-- start of Records for this task --
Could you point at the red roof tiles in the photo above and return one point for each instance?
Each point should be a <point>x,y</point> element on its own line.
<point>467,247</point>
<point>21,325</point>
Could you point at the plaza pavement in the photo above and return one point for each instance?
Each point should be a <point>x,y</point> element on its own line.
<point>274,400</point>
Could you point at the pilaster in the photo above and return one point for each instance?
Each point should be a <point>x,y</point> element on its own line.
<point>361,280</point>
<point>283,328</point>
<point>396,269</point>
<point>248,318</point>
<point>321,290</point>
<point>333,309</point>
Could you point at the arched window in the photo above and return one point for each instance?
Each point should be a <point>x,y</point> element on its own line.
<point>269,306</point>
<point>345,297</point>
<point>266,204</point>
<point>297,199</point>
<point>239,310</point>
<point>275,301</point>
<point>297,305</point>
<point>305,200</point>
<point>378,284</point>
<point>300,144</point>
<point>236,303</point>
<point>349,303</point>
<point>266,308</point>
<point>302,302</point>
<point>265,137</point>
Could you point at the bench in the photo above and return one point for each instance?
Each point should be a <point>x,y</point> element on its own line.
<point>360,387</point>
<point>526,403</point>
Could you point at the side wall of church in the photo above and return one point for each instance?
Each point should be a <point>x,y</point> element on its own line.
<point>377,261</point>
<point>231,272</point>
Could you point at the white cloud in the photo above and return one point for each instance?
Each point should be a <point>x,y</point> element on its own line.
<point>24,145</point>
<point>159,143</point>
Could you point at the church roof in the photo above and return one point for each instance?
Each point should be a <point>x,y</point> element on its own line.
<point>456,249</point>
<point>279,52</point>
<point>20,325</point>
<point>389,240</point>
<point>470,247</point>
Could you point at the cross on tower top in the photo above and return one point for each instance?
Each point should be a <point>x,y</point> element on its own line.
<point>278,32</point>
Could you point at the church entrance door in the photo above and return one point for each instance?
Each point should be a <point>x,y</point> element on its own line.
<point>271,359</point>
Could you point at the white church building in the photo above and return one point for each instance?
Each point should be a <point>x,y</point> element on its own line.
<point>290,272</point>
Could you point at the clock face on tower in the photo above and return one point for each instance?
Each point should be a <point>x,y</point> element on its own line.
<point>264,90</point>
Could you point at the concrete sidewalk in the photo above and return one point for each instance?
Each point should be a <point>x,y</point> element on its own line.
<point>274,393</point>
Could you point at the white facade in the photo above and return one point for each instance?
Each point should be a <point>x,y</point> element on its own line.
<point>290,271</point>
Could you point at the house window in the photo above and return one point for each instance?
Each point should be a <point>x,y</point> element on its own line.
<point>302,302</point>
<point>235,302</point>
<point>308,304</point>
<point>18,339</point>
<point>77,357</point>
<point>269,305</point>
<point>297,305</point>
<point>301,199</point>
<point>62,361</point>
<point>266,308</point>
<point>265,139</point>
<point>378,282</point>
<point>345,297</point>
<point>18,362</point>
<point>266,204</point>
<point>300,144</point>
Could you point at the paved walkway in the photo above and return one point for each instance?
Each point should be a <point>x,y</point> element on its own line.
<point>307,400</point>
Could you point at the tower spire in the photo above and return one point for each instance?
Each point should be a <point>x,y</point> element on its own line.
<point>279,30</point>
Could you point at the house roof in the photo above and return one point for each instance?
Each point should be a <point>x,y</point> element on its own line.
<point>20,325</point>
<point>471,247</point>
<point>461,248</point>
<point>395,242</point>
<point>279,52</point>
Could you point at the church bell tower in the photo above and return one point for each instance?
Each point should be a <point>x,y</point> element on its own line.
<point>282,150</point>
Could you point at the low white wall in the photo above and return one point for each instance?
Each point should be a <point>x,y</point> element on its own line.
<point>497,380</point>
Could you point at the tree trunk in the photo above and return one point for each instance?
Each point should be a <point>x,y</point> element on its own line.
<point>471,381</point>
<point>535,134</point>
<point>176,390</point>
-- end of Records for this task --
Copy the lines from the one containing "Could you point at the arched" through the one containing "<point>275,301</point>", putting "rounded window" in place of "arched window" and changing nothing else.

■ **Correct response**:
Could you point at the rounded window in the photo above and return one point for each instance?
Each point should be a <point>x,y</point> element on its own line.
<point>269,306</point>
<point>345,297</point>
<point>266,204</point>
<point>297,199</point>
<point>239,310</point>
<point>275,301</point>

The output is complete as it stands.